Work request
Exact wording is required: transcribe all the entries and leave the images out.

Listed records
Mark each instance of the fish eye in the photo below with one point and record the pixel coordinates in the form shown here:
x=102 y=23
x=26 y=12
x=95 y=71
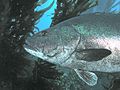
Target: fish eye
x=44 y=33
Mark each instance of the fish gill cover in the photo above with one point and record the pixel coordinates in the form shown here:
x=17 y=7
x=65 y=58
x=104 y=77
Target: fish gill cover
x=18 y=70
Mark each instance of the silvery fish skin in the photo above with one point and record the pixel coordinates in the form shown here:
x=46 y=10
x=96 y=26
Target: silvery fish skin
x=88 y=42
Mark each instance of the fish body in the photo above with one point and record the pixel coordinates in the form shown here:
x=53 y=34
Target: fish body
x=88 y=42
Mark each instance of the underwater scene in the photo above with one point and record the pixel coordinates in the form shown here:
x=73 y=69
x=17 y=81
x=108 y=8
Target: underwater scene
x=59 y=45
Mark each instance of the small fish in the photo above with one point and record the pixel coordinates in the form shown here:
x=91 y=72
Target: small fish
x=85 y=43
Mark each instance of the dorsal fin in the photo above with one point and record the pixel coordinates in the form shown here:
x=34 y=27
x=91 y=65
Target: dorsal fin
x=92 y=54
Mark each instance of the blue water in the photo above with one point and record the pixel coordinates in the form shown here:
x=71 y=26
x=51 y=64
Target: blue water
x=45 y=21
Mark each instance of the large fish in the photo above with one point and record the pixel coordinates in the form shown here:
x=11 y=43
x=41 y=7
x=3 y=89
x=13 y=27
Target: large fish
x=85 y=43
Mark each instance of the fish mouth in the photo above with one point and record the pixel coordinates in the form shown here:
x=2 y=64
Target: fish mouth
x=36 y=53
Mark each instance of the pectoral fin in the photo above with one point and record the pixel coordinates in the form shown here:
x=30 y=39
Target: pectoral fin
x=89 y=78
x=92 y=54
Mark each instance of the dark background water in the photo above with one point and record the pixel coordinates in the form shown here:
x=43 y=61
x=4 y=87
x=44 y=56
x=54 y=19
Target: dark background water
x=22 y=71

Solution to this task
Mark each instance of the fish eye in the photo below with one point and record the pixel coordinates in the form shown here:
x=102 y=23
x=26 y=12
x=95 y=71
Target: fish eye
x=44 y=33
Mark each instance of the fish gill cover in the photo above with one point and record the pixel coordinates in the form shown here:
x=17 y=7
x=65 y=58
x=104 y=77
Target: fish gill cover
x=18 y=70
Mark each instance of the silvery fish skin in the photo above with one point and record the pixel coordinates in the form shown here:
x=46 y=10
x=96 y=26
Target: silvery fish skin
x=88 y=42
Mark each instance of the fish body in the photo above with one point and record the pixel coordinates in the form shown here:
x=53 y=34
Target: fish body
x=88 y=42
Mark each instance of the underwater scene in the photo above with one point and record the pixel coordinates in the form shown here:
x=73 y=69
x=17 y=81
x=108 y=8
Target: underwater scene
x=59 y=45
Mark each instance of the small fish in the photo above with one point and record the pixel coordinates in the form shown here:
x=91 y=72
Target: small fish
x=85 y=43
Mark each instance of the dorsal fin in the photo above with one point and record the pixel coordinates in the form shown here:
x=34 y=27
x=91 y=65
Target: dorsal fin
x=92 y=54
Mark each instance of the blue water in the photo above with one point and record the pixel coordinates in the form shown here:
x=71 y=26
x=51 y=64
Target: blue water
x=45 y=21
Mark each instance of the large fish in the photo above with one point and record the pixel coordinates in the form shown here:
x=11 y=43
x=41 y=7
x=3 y=89
x=13 y=27
Target: large fish
x=85 y=43
Mark each instance of the fish mouth in the photo above with one point and record the pixel coordinates in the form shown here:
x=2 y=64
Target: fish mouth
x=36 y=53
Mark each instance of the pectoral fin in the photo above with one point and record the pixel coordinates in the form shown here:
x=30 y=39
Target: pectoral fin
x=89 y=78
x=92 y=54
Mark each instance of the dark background water in the photo above with one point and record the pixel coordinates in the form shown here:
x=43 y=61
x=4 y=87
x=44 y=56
x=54 y=19
Target: dark background water
x=22 y=71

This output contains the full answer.